**Exercise:** Write out each line that follows exactly as it stands, without the pictures.

**Rows:**
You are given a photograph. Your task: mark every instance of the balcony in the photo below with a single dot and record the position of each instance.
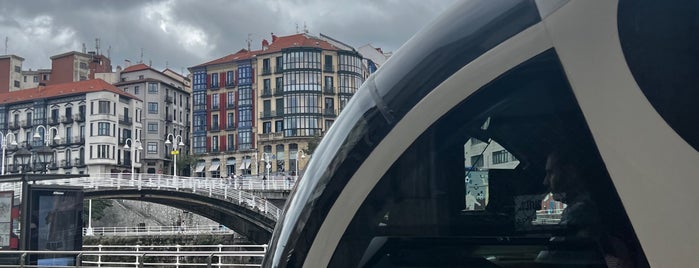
(125, 120)
(54, 121)
(66, 163)
(330, 112)
(267, 92)
(53, 166)
(271, 136)
(79, 117)
(79, 162)
(38, 122)
(67, 119)
(266, 114)
(75, 140)
(266, 71)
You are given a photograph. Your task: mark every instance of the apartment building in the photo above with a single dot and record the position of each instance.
(10, 73)
(254, 112)
(166, 104)
(86, 124)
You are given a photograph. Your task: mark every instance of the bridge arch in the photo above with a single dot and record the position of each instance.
(244, 218)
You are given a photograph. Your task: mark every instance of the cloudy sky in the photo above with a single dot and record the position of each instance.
(183, 33)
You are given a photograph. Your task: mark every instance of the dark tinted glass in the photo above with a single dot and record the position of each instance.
(470, 191)
(660, 41)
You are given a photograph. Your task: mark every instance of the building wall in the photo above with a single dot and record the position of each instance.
(166, 110)
(79, 148)
(293, 104)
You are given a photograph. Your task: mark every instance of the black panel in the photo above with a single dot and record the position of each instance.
(660, 42)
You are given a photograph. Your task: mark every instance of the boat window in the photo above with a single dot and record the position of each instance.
(661, 46)
(475, 189)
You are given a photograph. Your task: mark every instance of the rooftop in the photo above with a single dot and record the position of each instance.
(65, 89)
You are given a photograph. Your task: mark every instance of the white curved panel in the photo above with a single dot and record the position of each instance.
(463, 83)
(653, 168)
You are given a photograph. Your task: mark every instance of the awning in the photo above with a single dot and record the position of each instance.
(214, 166)
(200, 167)
(245, 164)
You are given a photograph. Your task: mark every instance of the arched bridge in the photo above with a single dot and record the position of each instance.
(231, 203)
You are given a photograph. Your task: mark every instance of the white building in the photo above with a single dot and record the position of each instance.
(88, 122)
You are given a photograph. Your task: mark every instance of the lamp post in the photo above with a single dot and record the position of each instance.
(267, 158)
(174, 152)
(136, 149)
(24, 156)
(47, 139)
(4, 146)
(303, 155)
(46, 154)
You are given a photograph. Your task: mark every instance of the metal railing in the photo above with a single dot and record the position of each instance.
(157, 230)
(143, 256)
(234, 191)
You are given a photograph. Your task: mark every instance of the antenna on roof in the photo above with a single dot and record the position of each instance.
(97, 46)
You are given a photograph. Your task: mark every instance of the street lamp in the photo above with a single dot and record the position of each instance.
(4, 146)
(303, 155)
(24, 156)
(45, 155)
(174, 150)
(267, 158)
(47, 138)
(136, 149)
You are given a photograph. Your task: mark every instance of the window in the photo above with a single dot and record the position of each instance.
(500, 157)
(231, 99)
(152, 127)
(214, 101)
(152, 88)
(103, 107)
(214, 80)
(103, 129)
(231, 142)
(152, 147)
(152, 107)
(214, 144)
(430, 186)
(230, 78)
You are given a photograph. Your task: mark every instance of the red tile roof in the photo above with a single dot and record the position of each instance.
(296, 40)
(65, 89)
(137, 67)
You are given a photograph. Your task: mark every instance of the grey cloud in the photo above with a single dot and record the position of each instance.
(226, 25)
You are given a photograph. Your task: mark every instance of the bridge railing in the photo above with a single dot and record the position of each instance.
(144, 256)
(157, 230)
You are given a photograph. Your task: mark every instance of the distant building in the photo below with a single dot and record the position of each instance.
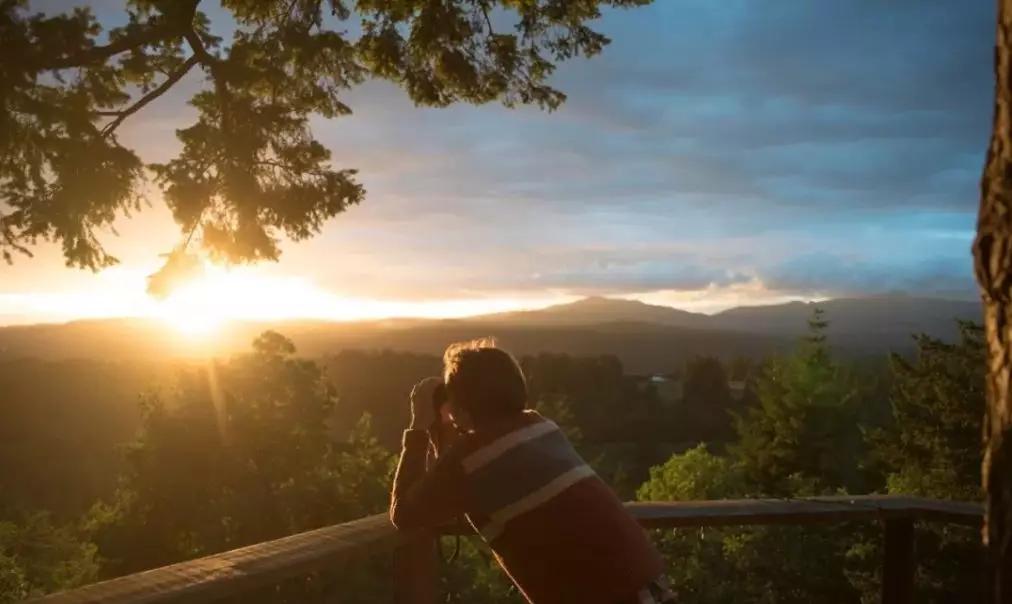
(668, 387)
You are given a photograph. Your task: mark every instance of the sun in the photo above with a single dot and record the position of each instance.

**Completed task:**
You are given a photograph. Your task: mark every instance of the balcony in the photo below with a single dot and record the position of each instance.
(125, 120)
(54, 121)
(66, 163)
(330, 112)
(267, 92)
(53, 166)
(271, 136)
(79, 117)
(79, 162)
(38, 122)
(67, 119)
(266, 114)
(75, 140)
(266, 71)
You are given a photograph. Your task: mark every instance of the apartment building in the photo above with a single dot and record the position of each instance.
(10, 73)
(254, 112)
(166, 104)
(86, 124)
You are given a photograph. Your task: mark every instance of the bridge arch in the photo above with a single dot and record the position of each instance.
(244, 218)
You are given a photograph. Your task: mark every instance of the cloudy sky in the photo above with a single dot and record the position of each instance.
(183, 33)
You are given a photograph. Your task: mark every instance of the dark tinted glass in the photo above with a single dot and record the position of each instance.
(470, 191)
(660, 41)
You are given a photograph. Your task: mark every instance of the building wall in the photo above with a single dot and record the position of each instance.
(166, 110)
(79, 148)
(293, 104)
You are given a photograph. Your task: mark every instance of the black panel in the photo above with a single dot and record the position of each instance.
(660, 42)
You are given a photograph. Your task: mark every instance of the boat window in the photo above with a single dot and record the position of each instance.
(661, 46)
(475, 189)
You are given a photograph. Your task: mark every instance of the rooftop in the photo above with a single dot and record the position of each instance.
(65, 89)
You are given a photograph. Your task: mark every instance of the white curved panel in the photo above with a single dot and record the position of each instance.
(463, 83)
(653, 168)
You are given a photograph. Your task: mark every instance of the awning in the photo above with a single dot and record the position of each instance.
(214, 166)
(200, 167)
(245, 164)
You are given a photograph. Your task: mark every instance of the arched bridge in the photo above with a single dot and record the position of each instance.
(231, 203)
You are given a photograph. Your task: mark every instance of the white building in the photo above with a single dot and record the position of each instance.
(88, 122)
You are given a photograph. Your task: mark every instance of the lamp post in the photo above with a single dot and record the position of each instance.
(267, 158)
(174, 152)
(136, 149)
(24, 156)
(47, 139)
(4, 146)
(303, 155)
(46, 154)
You are given a photograph. Your task: mark every instance of the metal railing in the photo above with a single dot and record the position of each instance.
(157, 230)
(143, 256)
(234, 191)
You are given a photograph. Your task: mark every instance of the antenna on roof in the photo above with a single dot and record the position of each instance.
(97, 46)
You are given a photograph. Your task: mark every instance of the street lamp in the photo above with a single dot and record the position of each instance.
(4, 146)
(303, 155)
(24, 156)
(45, 155)
(174, 150)
(267, 158)
(47, 138)
(136, 149)
You are given a photograph. Your task: mark every instance of the window in the photo above with a single dot and record the position of each instance.
(500, 157)
(231, 99)
(152, 127)
(214, 101)
(152, 88)
(103, 107)
(214, 80)
(103, 129)
(231, 142)
(152, 147)
(152, 107)
(214, 144)
(430, 186)
(230, 78)
You are given a photograph. Your task: mark every instance of the red tile roof in the photo above with a single dot and record the position of each instance.
(296, 40)
(65, 89)
(137, 67)
You are given a photograph. Your task: mark every instance of the grey cloud in the photo above with a single dot and record the position of each instance.
(226, 25)
You are given a photograph. Your task: mark every instance of the bridge railing in the photo above with a single dot and record the position of each instance.
(144, 256)
(157, 230)
You are given a photograph. Your task: mark every instance of the distant building in the photo below with a single dot and record the position of each instance.
(668, 387)
You are given a photograph. Your task: mark every instance of the sun in the photo above with a single dot and record the position of each instance.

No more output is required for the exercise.